_Text segment_.
╔══
Algorithm 3 Modified-QPSO-Based Strategy for learning optimal dimension reduction matrix (Equivalent to Fig. 5)

figure c

Conventionally, there are training and development sets for training the pQPSO algorithm and for cross-validating its functionality, respectively. The pQPSO is trained on the training set, a part of the speech emotion database, and is cross-validated on both training and development sets. Finally, the evaluation is performed by a cost function.

As it is explained previously, the pQPSO algorithm aims to find an optimal dimension reduction matrix. The value of each pQPSO particle is a matrix that will be the optimal dimension reduction matrix after being optimized and after the last iteration of the pQPSO algorithm. The initial values for three pQPSO particles are dimension reduction matrices obtained by PCA, PPCA and FA methods. The other particles will be initialized randomly. After initialization, the Householder transformation [60] will be applied to each particle (matrix) to be orthogonalized and the cost function for each particle will be computed as follows.

The cost function module for each input particle finds the reduced-dimension version of both training and development feature vectors by applying that dimension reduction matrix (particle) to the feature vectors (Fig. 5 and Algorithm 3). Then, a GMM model with 128 components on the reduced-dimension training features is trained and the trained GMM is used for classifying both training and development reduced-dimension features. The correct classification rate is the fitness value for that particle. The other stages of the pQPSO algorithm were explained previously in Section 2.
╚══
_Task instructions_.
[1] Using the text on the pQPSO algorithm, say whether each statement agrees with it, answering yes or no and quoting the words that decide it. (a) Three particles start from matrices found by PCA, PPCA and FA. (b) The GMM used in the cost function has 64 components. (c) The pQPSO is cross-validated only on the development set.
[2] Update the rows below by replacing "Output its bounding box" with "Return its bounding box" everywhere it appears, and keep everything else the same.

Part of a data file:
╔══
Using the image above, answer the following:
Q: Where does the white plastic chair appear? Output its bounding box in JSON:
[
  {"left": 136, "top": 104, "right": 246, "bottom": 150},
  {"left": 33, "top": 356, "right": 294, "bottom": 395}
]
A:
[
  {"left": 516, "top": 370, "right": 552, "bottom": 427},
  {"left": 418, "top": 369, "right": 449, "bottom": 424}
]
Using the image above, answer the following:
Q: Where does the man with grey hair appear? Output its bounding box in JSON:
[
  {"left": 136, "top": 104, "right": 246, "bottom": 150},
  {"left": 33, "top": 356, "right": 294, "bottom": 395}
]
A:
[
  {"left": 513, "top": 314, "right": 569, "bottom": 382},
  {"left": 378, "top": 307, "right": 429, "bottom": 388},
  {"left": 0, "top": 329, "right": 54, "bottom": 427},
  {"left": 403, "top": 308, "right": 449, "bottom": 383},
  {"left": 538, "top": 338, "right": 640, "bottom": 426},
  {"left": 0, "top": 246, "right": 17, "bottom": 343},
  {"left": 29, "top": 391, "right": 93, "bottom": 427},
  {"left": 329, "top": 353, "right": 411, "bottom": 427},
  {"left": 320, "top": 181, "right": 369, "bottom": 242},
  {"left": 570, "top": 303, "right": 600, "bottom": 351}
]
╚══
_Results by task_.
[1]
(a) Yes: "The initial values for three pQPSO particles are dimension reduction matrices obtained by PCA, PPCA and FA methods."
(b) No: "a GMM model with 128 components"
(c) No: "is cross-validated on both training and development sets."

[2]
Using the image above, answer the following:
Q: Where does the white plastic chair appear? Return its bounding box in JSON:
[
  {"left": 136, "top": 104, "right": 246, "bottom": 150},
  {"left": 33, "top": 356, "right": 294, "bottom": 395}
]
A:
[
  {"left": 516, "top": 370, "right": 552, "bottom": 427},
  {"left": 418, "top": 369, "right": 449, "bottom": 424}
]
Using the image above, answer the following:
Q: Where does the man with grey hair appear? Return its bounding box in JSON:
[
  {"left": 136, "top": 104, "right": 246, "bottom": 150},
  {"left": 33, "top": 356, "right": 294, "bottom": 395}
]
A:
[
  {"left": 513, "top": 314, "right": 569, "bottom": 382},
  {"left": 378, "top": 307, "right": 429, "bottom": 388},
  {"left": 0, "top": 329, "right": 54, "bottom": 427},
  {"left": 403, "top": 308, "right": 449, "bottom": 383},
  {"left": 538, "top": 338, "right": 640, "bottom": 426},
  {"left": 0, "top": 246, "right": 17, "bottom": 343},
  {"left": 29, "top": 391, "right": 93, "bottom": 427},
  {"left": 329, "top": 353, "right": 411, "bottom": 427},
  {"left": 320, "top": 181, "right": 369, "bottom": 242},
  {"left": 570, "top": 303, "right": 600, "bottom": 351}
]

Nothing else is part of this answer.